■ REQUIRED WORK ■
Rewrite the part of the cloud dataset overview that opens with the words "The GEWEX cloud assessment (2005-2012, Stubenrauch" and closes with "time of day.", substituting "monthly mean values" for "monthly statistics".

■ PASSAGE GIVEN ■
==*==

Cloud Dataset Overview
Clouds cover about 70% of the earth's surface. They are important components of the cliimate's water and energy budgets. Historically, cloud reports have come from station or ship observations. The satellite observation era, beginning in the 1980’s and spanning now more than 30 years, allows to capture clouds and their properties over the entire globe and across a wide range of temporal and spatial scales.
Figure 1 illustrates cloud types distinguished by cloud base height and morphology, as initially classified by surface observers. Cloud morphology, stratiform or cumuliform, indicates formation in stable or turbulent air. The International Satellite Cloud Climatology Project (ISCCP; Rossow and Schiffer 1991, 1999) adapted this cloud type classification by using cloud top pressure (CP) and optical depth (COD).
ISCCP cloud products were designed to characterize essential cloud properties and their variations on all key time scales to elucidate cloud dynamical processes and cloud radiative effects. Their success has been shown in many published analyses, also in combination with other observations. While ISCCP, the cloud data record of the GEWEX project, emphases diurnal sampling by using multi-spectral imager data from a combination of geostationary and Sun-synchroneous orbiting (SSO) weather satellites, more recent global cloud data records have been developed from various instruments onboard SSO satellites.
The GEWEX cloud assessment (2005-2012, Stubenrauch et al. 2012, 2013) completed the first coordinated intercomparison of publicly available, global cloud products. Cloud properties retrieved from measurements of multi-spectral imagers (ISCCP, PATMOS-x, MODIS-ST, MODIS-CE), IR sounders (HIRS-NOAA, TOVS Path-B, AIRS-LMD), multi-angle multi-spectral imagers (ATSR-GRAPE, MISR, POLDER) and active lidar (CALIPSO-ST, CALIPSO-GOCCP) have been included in the GEWEX Cloud Assessment Database, which provides monthly statistics on 1° latitude x 1° longitude grid in netCDF files arranged by cloud property, year, and observation time of day.
Key Strengths
Cloud properties derived from space observations provide long-term global data of cloud properties including cloud amount, height, temperature, and radiative and bulk microphysical properties
Synergy of different variables and data sets provide invaluable potential for improving our understanding of cloud processes
Long, gridded data enable characterizations of geographical patterns, seasonal and interannual variability
Key Limitations
Monitoring long-term climate variability is difficult with these data sets. Since there are systematic variations of cloud properties with location on the globe, time of day and season, variations in sampling can introduce changes that are not driven by climate.

==*==

[Stored items]
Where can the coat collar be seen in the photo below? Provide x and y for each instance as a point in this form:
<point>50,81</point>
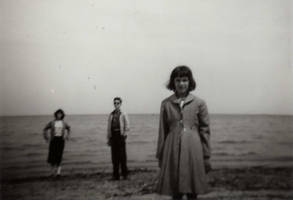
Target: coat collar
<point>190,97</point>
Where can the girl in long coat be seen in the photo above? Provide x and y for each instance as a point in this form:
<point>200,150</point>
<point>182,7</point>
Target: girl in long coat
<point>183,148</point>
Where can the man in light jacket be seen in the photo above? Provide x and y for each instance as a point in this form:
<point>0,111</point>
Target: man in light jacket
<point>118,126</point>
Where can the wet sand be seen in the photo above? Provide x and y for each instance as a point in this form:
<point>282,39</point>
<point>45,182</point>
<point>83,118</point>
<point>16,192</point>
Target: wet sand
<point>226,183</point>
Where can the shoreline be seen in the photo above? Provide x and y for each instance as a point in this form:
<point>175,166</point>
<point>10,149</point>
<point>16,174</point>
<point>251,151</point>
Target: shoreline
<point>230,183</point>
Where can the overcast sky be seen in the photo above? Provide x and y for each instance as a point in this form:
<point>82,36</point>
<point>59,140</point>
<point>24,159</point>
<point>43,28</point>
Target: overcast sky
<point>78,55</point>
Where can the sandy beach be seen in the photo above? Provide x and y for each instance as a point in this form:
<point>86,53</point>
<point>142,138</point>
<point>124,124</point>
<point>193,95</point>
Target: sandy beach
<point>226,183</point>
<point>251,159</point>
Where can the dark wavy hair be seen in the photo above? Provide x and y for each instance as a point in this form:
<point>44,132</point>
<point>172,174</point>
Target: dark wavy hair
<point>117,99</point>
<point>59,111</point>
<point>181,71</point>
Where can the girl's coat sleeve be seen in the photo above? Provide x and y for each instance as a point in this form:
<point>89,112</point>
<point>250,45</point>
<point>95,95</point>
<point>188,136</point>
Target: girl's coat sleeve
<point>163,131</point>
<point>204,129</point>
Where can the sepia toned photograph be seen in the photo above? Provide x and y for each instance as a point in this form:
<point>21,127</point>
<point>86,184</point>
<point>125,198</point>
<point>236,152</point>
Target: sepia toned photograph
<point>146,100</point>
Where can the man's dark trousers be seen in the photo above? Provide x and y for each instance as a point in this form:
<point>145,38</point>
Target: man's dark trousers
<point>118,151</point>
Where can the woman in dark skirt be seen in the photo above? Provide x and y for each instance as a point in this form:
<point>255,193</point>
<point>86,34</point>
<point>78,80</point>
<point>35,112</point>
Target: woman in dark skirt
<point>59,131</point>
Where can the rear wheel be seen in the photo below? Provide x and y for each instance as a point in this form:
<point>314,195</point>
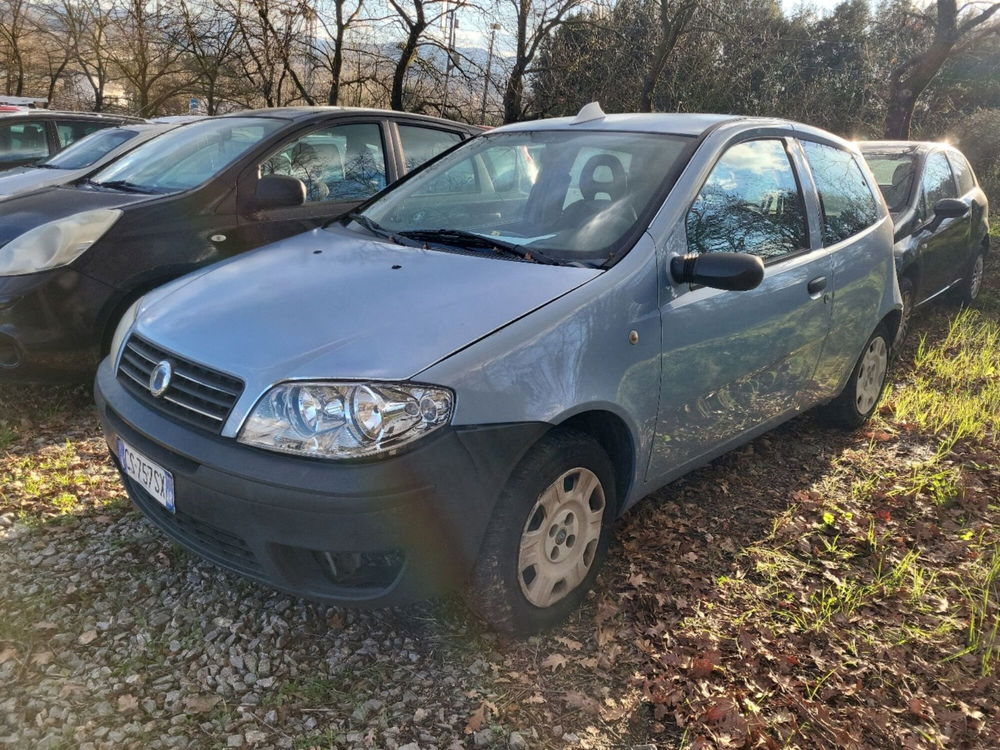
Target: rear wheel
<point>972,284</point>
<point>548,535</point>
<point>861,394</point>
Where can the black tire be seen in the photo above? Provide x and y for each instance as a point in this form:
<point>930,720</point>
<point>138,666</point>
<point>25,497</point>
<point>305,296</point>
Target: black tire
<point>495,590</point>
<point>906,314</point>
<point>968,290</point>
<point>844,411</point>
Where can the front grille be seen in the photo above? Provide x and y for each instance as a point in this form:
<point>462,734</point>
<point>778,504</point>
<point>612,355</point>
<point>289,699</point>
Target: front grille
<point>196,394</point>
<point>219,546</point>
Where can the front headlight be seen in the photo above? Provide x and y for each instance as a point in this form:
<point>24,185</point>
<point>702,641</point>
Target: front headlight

==*==

■ RESPONSE TO THE TASK ■
The GEWEX cloud assessment (2005-2012, Stubenrauch et al. 2012, 2013) completed the first coordinated intercomparison of publicly available, global cloud products. Cloud properties retrieved from measurements of multi-spectral imagers (ISCCP, PATMOS-x, MODIS-ST, MODIS-CE), IR sounders (HIRS-NOAA, TOVS Path-B, AIRS-LMD), multi-angle multi-spectral imagers (ATSR-GRAPE, MISR, POLDER) and active lidar (CALIPSO-ST, CALIPSO-GOCCP) have been included in the GEWEX Cloud Assessment Database, which provides monthly mean values on 1° latitude x 1° longitude grid in netCDF files arranged by cloud property, year, and observation time of day.